## Work to do
Print, word for word and with nothing else, the lines that begin at the one containing "Where can you see the man" and stop after the one containing "Target: man in maroon shirt".

## Task material
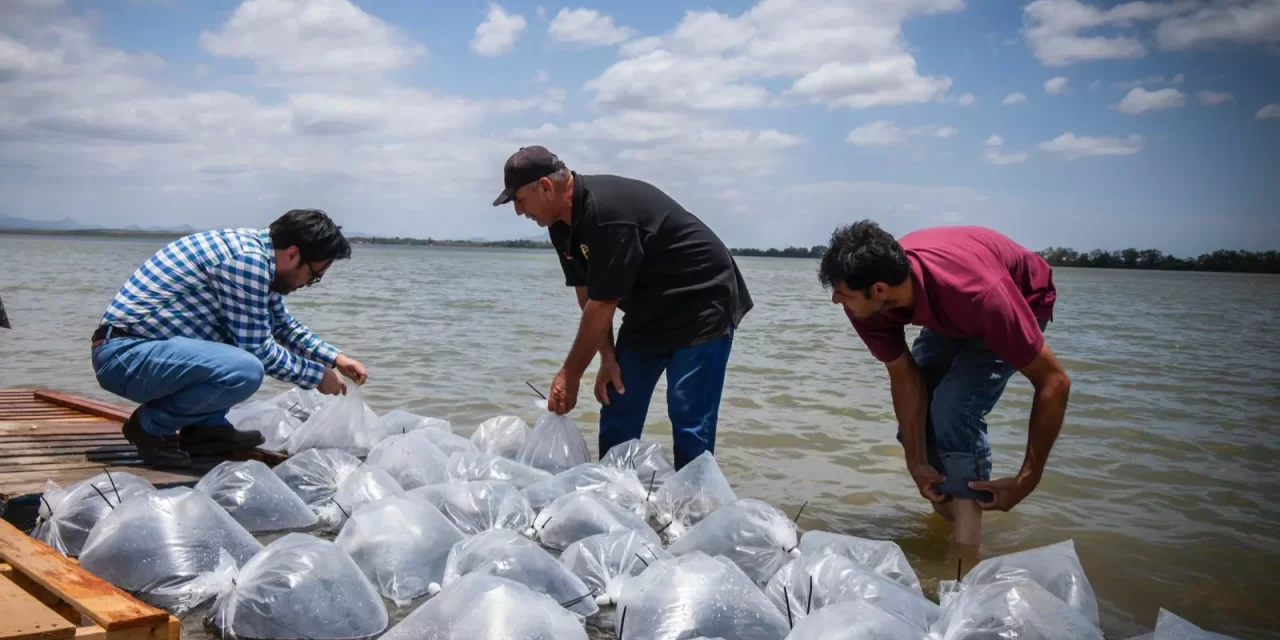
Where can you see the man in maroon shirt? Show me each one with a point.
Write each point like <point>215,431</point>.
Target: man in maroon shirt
* * *
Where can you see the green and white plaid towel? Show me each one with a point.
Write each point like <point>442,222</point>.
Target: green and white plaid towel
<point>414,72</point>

## Solved exercise
Where can you see the man in maroon shirt? Show me each one with a point.
Write each point like <point>215,431</point>.
Target: man in maroon shirt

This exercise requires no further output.